Problem requirements
Make an exact copy of all the entries, but do not reproduce the pictures.

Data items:
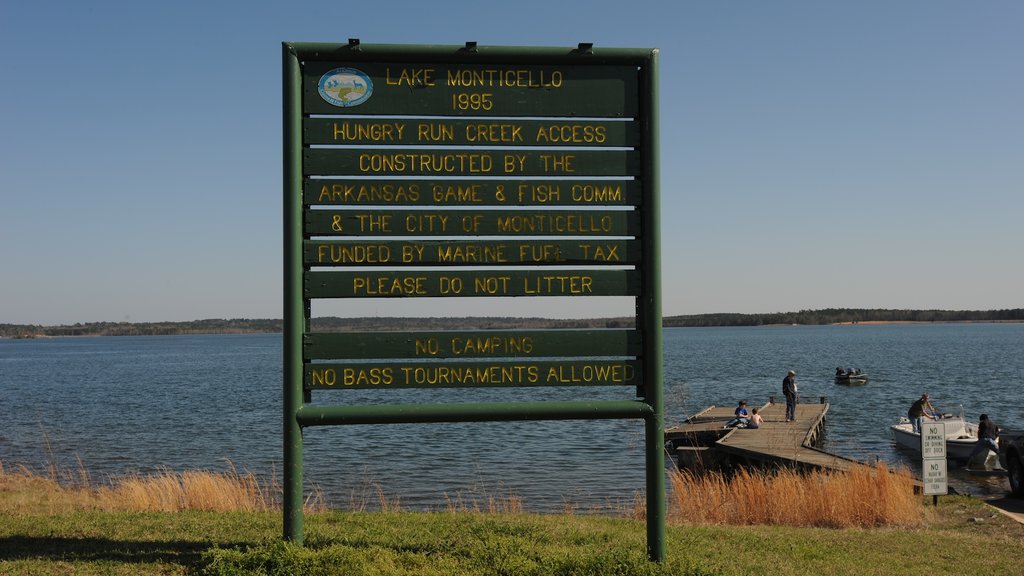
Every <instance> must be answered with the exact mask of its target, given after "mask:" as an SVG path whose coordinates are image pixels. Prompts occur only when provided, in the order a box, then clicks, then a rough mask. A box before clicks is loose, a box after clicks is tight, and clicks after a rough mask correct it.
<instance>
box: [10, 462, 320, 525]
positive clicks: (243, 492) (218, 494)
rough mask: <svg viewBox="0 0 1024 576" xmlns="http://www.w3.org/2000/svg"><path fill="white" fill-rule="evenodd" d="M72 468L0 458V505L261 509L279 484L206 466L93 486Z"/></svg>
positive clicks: (276, 507)
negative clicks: (1, 459)
mask: <svg viewBox="0 0 1024 576" xmlns="http://www.w3.org/2000/svg"><path fill="white" fill-rule="evenodd" d="M79 468H80V469H79V470H78V471H77V472H75V474H69V472H67V471H58V470H55V469H53V468H52V467H51V468H50V469H49V470H48V474H47V475H46V476H42V475H38V474H36V472H34V471H32V470H30V469H29V468H27V467H25V466H17V467H16V468H14V469H12V470H7V469H5V468H4V466H3V464H2V462H0V509H3V510H5V511H10V512H14V513H18V512H20V513H40V512H43V513H52V512H58V511H71V510H138V511H180V510H215V511H232V510H244V511H260V510H271V509H276V508H278V507H279V505H278V502H279V501H280V494H281V489H280V487H279V486H276V485H275V484H274V483H271V484H269V485H264V484H261V483H260V482H259V481H258V480H257V479H256V477H255V476H254V475H252V474H250V472H245V474H243V472H239V471H238V470H236V469H234V468H233V466H232V467H231V469H230V470H228V471H225V472H211V471H205V470H199V471H183V472H177V471H174V470H168V469H165V470H161V471H160V472H157V474H155V475H151V476H141V475H132V476H127V477H121V478H113V479H111V480H110V482H108V483H105V484H103V485H100V486H93V485H92V483H91V482H90V479H89V476H88V474H87V472H86V471H85V468H84V467H83V466H81V464H80V466H79ZM323 502H324V500H323V496H322V494H321V493H319V492H318V491H314V492H313V493H312V494H311V495H310V498H309V499H308V500H307V502H306V507H307V510H309V511H318V510H322V509H324V508H325V507H326V506H325V505H324V503H323Z"/></svg>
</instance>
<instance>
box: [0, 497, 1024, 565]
mask: <svg viewBox="0 0 1024 576" xmlns="http://www.w3.org/2000/svg"><path fill="white" fill-rule="evenodd" d="M6 496H8V497H9V496H10V494H7V495H6ZM3 500H4V495H3V494H0V503H2V502H3ZM930 502H931V498H927V499H922V505H927V506H928V511H927V512H926V515H925V517H926V521H925V523H924V525H923V526H920V527H916V528H910V529H905V528H900V529H896V528H872V529H831V528H793V527H782V526H670V527H669V528H668V557H669V558H668V561H667V562H666V563H665V564H664V565H656V564H651V563H648V562H647V560H646V553H645V548H644V546H645V523H644V522H643V521H636V520H628V519H617V518H607V517H594V516H538V515H488V513H474V512H445V511H441V512H400V511H399V512H335V511H330V512H321V513H311V515H307V516H306V521H305V535H306V542H305V544H306V545H305V546H304V547H299V546H294V545H291V544H285V543H283V542H282V540H281V534H282V516H281V513H280V512H266V511H260V512H213V511H176V512H138V511H89V510H78V511H68V512H54V511H52V510H45V511H28V512H27V511H25V510H24V509H13V510H10V509H4V508H3V506H0V575H3V576H6V575H17V574H34V575H35V574H42V575H47V574H54V575H56V574H59V575H66V574H73V575H74V574H132V575H134V574H303V575H317V574H345V575H349V574H351V575H359V574H368V575H370V574H372V575H398V574H423V575H427V574H430V575H433V574H436V575H460V574H494V575H505V574H507V575H548V574H564V575H570V574H580V575H584V574H617V575H624V576H628V575H633V574H680V575H705V574H707V575H711V574H716V575H718V574H721V575H733V574H735V575H744V576H745V575H749V574H751V573H767V574H770V575H771V576H787V575H807V574H815V575H833V574H835V575H843V574H850V575H856V576H869V575H876V574H878V575H886V576H889V575H892V574H900V573H911V572H912V573H922V574H929V575H930V576H935V575H941V574H950V575H963V574H1020V573H1022V569H1021V566H1020V562H1019V560H1018V558H1017V557H1018V556H1019V553H1018V552H1019V550H1020V549H1021V546H1022V545H1024V526H1022V525H1020V524H1018V523H1016V522H1014V521H1013V520H1011V519H1008V518H1006V517H1005V516H1002V515H1000V513H998V512H996V511H995V510H994V509H992V508H990V507H988V506H987V505H985V504H984V503H982V502H981V501H979V500H977V499H973V498H968V497H953V496H949V497H943V498H941V499H940V505H939V506H938V508H934V509H933V508H931V506H930V504H929V503H930Z"/></svg>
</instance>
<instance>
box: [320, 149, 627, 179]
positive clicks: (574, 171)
mask: <svg viewBox="0 0 1024 576" xmlns="http://www.w3.org/2000/svg"><path fill="white" fill-rule="evenodd" d="M302 166H303V170H304V171H305V173H306V174H307V175H318V176H327V175H339V176H366V175H383V176H503V177H510V176H511V177H516V176H628V175H630V174H635V173H637V171H638V170H639V168H640V157H639V155H637V154H635V153H632V152H627V151H620V150H598V151H593V150H575V151H571V152H569V151H564V150H505V151H500V152H493V151H490V150H484V149H471V148H467V149H443V150H438V149H413V150H394V149H389V148H385V149H374V150H351V149H335V148H315V149H308V150H306V151H305V153H304V155H303V159H302Z"/></svg>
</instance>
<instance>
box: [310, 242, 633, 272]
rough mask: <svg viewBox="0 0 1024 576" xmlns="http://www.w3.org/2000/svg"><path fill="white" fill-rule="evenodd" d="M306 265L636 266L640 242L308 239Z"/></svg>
mask: <svg viewBox="0 0 1024 576" xmlns="http://www.w3.org/2000/svg"><path fill="white" fill-rule="evenodd" d="M302 261H303V263H305V264H307V265H312V266H367V265H391V266H412V265H423V264H444V265H453V266H458V265H481V264H487V265H494V266H502V265H524V264H562V265H566V264H598V263H600V264H609V263H617V264H637V263H640V243H639V242H637V241H636V240H613V239H611V240H609V239H603V238H602V239H600V240H597V241H595V240H590V239H587V240H451V241H449V240H410V241H399V240H381V241H377V242H372V241H367V242H362V241H356V240H307V241H305V242H303V244H302Z"/></svg>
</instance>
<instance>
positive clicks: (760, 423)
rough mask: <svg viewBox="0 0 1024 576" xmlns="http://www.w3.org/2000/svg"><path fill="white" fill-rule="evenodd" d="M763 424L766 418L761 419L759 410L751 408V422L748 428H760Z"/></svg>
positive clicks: (755, 408)
mask: <svg viewBox="0 0 1024 576" xmlns="http://www.w3.org/2000/svg"><path fill="white" fill-rule="evenodd" d="M762 422H764V418H762V417H761V414H758V409H757V408H751V421H750V422H748V423H746V427H749V428H760V427H761V423H762Z"/></svg>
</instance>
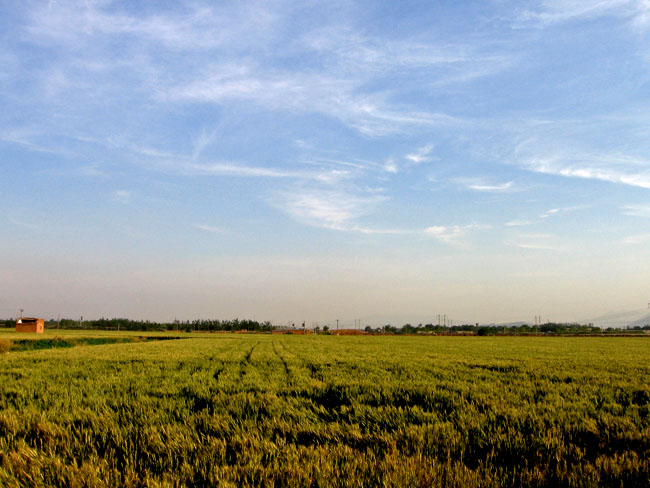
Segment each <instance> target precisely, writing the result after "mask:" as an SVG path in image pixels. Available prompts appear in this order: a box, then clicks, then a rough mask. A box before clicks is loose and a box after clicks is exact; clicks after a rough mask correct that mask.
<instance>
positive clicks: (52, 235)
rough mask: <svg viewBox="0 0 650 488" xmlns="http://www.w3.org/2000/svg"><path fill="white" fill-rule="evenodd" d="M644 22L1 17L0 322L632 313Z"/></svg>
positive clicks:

Answer to the exercise
Every <instance> must be answered with the exact mask of its target, given after "mask:" as an SVG path whose coordinates are image pixels. Prompts occur only when provided, in the order a box, then clicks, then a rough mask. A box before clicks is loose, a box after clicks is tight, and clicks after a rough mask correct it.
<instance>
box: [10, 462, 320, 525]
positive clicks: (243, 492) (218, 494)
rough mask: <svg viewBox="0 0 1024 576" xmlns="http://www.w3.org/2000/svg"><path fill="white" fill-rule="evenodd" d="M72 468L0 458V505L261 509L279 484L206 466L93 486Z"/></svg>
positive clicks: (276, 507)
negative clicks: (1, 459)
mask: <svg viewBox="0 0 1024 576" xmlns="http://www.w3.org/2000/svg"><path fill="white" fill-rule="evenodd" d="M79 468H80V469H79V470H78V471H77V472H75V474H69V472H67V471H58V470H55V469H53V468H52V467H51V468H50V469H49V470H48V474H47V475H46V476H42V475H38V474H36V472H34V471H32V470H30V469H29V468H27V467H25V466H17V467H16V468H14V469H12V470H7V469H5V468H4V466H3V464H2V462H0V509H3V510H5V511H10V512H14V513H18V512H20V513H40V512H43V513H52V512H58V511H71V510H138V511H180V510H215V511H232V510H244V511H260V510H271V509H276V508H278V507H279V505H278V502H279V501H280V494H281V489H280V487H279V486H276V485H275V484H274V483H271V484H269V485H264V484H261V483H260V482H259V481H258V480H257V479H256V477H255V476H254V475H252V474H250V472H245V474H243V472H239V471H238V470H236V469H234V468H233V466H232V467H231V469H230V470H228V471H225V472H211V471H205V470H199V471H183V472H177V471H174V470H168V469H165V470H161V471H160V472H157V474H155V475H151V476H141V475H132V476H127V477H121V478H113V479H111V480H110V482H108V483H105V484H103V485H100V486H93V485H92V483H91V482H90V479H89V476H88V474H87V472H86V471H85V468H84V467H83V466H81V464H80V466H79ZM323 502H324V500H323V496H322V494H321V493H319V492H318V491H314V492H313V493H312V494H311V495H310V498H309V499H308V500H307V502H306V507H307V510H309V511H318V510H322V509H324V508H325V507H326V506H325V505H324V503H323Z"/></svg>
</instance>
<instance>
box: [0, 497, 1024, 565]
mask: <svg viewBox="0 0 1024 576" xmlns="http://www.w3.org/2000/svg"><path fill="white" fill-rule="evenodd" d="M6 496H8V497H9V496H10V494H7V495H6ZM3 500H4V495H3V494H0V503H2V502H3ZM930 502H931V498H927V499H922V505H927V506H928V511H927V512H926V515H925V517H926V521H925V523H924V525H923V526H920V527H916V528H910V529H905V528H900V529H896V528H872V529H831V528H793V527H782V526H670V527H669V528H668V557H669V558H668V561H667V562H666V563H665V564H664V565H656V564H651V563H648V562H647V560H646V553H645V548H644V546H645V523H644V522H643V521H636V520H628V519H617V518H607V517H594V516H538V515H488V513H474V512H445V511H441V512H400V511H399V512H335V511H330V512H321V513H311V515H307V516H306V521H305V535H306V542H305V544H306V545H305V546H304V547H299V546H294V545H291V544H285V543H283V542H282V540H281V534H282V516H281V513H280V512H266V511H260V512H213V511H176V512H138V511H89V510H78V511H68V512H54V511H52V510H45V511H28V512H27V511H25V510H24V509H13V510H10V509H4V508H3V506H0V575H3V576H6V575H17V574H34V575H35V574H42V575H47V574H54V575H56V574H59V575H66V574H73V575H74V574H132V575H134V574H303V575H317V574H345V575H349V574H351V575H359V574H368V575H370V574H372V575H398V574H423V575H427V574H430V575H433V574H436V575H460V574H494V575H505V574H507V575H548V574H564V575H570V574H580V575H584V574H617V575H624V576H628V575H633V574H680V575H705V574H707V575H711V574H716V575H718V574H721V575H733V574H735V575H744V576H745V575H749V574H751V573H767V574H770V575H771V576H787V575H807V574H815V575H833V574H835V575H843V574H850V575H856V576H869V575H876V574H878V575H886V576H889V575H892V574H900V573H911V572H912V573H922V574H929V575H930V576H935V575H941V574H950V575H963V574H1020V573H1022V569H1021V566H1020V562H1019V560H1018V558H1017V557H1018V556H1019V553H1018V552H1019V550H1020V549H1021V546H1022V545H1024V526H1022V525H1020V524H1018V523H1016V522H1014V521H1013V520H1011V519H1008V518H1006V517H1005V516H1002V515H1000V513H998V512H996V511H995V510H994V509H992V508H990V507H988V506H987V505H985V504H984V503H982V502H981V501H979V500H977V499H973V498H968V497H953V496H949V497H943V498H941V499H940V505H939V506H938V508H934V509H933V508H931V506H930V504H929V503H930Z"/></svg>
</instance>
<instance>
box: [320, 149, 627, 179]
positive clicks: (574, 171)
mask: <svg viewBox="0 0 1024 576" xmlns="http://www.w3.org/2000/svg"><path fill="white" fill-rule="evenodd" d="M302 166H303V170H304V171H305V173H306V174H307V175H318V176H327V175H339V176H366V175H383V176H503V177H510V176H511V177H516V176H628V175H630V174H635V173H637V171H638V170H639V168H640V157H639V155H637V154H635V153H632V152H627V151H620V150H598V151H593V150H575V151H571V152H569V151H564V150H505V151H500V152H493V151H490V150H484V149H471V148H467V149H443V150H438V149H413V150H394V149H389V148H385V149H374V150H351V149H335V148H315V149H308V150H306V151H305V153H304V155H303V159H302Z"/></svg>
</instance>
<instance>
box: [310, 242, 633, 272]
rough mask: <svg viewBox="0 0 1024 576" xmlns="http://www.w3.org/2000/svg"><path fill="white" fill-rule="evenodd" d="M306 265L636 266L640 242L308 239Z"/></svg>
mask: <svg viewBox="0 0 1024 576" xmlns="http://www.w3.org/2000/svg"><path fill="white" fill-rule="evenodd" d="M302 261H303V263H305V264H307V265H312V266H367V265H391V266H412V265H423V264H444V265H453V266H458V265H481V264H487V265H494V266H502V265H524V264H562V265H566V264H598V263H600V264H609V263H617V264H637V263H640V243H639V242H637V241H636V240H613V239H611V240H609V239H603V238H602V239H600V240H597V241H595V240H590V239H587V240H451V241H449V240H410V241H399V240H381V241H377V242H372V241H367V242H362V241H356V240H307V241H305V242H303V244H302Z"/></svg>
</instance>
<instance>
positive clicks: (760, 423)
rough mask: <svg viewBox="0 0 1024 576" xmlns="http://www.w3.org/2000/svg"><path fill="white" fill-rule="evenodd" d="M763 424L766 418L761 419L759 410L751 408V422L748 428H760Z"/></svg>
positive clicks: (755, 408)
mask: <svg viewBox="0 0 1024 576" xmlns="http://www.w3.org/2000/svg"><path fill="white" fill-rule="evenodd" d="M762 422H764V418H762V417H761V414H758V409H757V408H751V421H750V422H748V423H746V427H749V428H760V427H761V423H762Z"/></svg>
</instance>
Segment each <instance> target precisely, writing the result after "mask:" as an SVG path in image pixels. Available prompts appear in this order: a box, then clicks, then a rough mask. A box before clicks is loose and a box after clicks is exact; clicks after a rough mask correct that mask.
<instance>
positive clicks: (52, 235)
rough mask: <svg viewBox="0 0 650 488" xmlns="http://www.w3.org/2000/svg"><path fill="white" fill-rule="evenodd" d="M644 22L1 17L0 322L632 313Z"/></svg>
positive clicks:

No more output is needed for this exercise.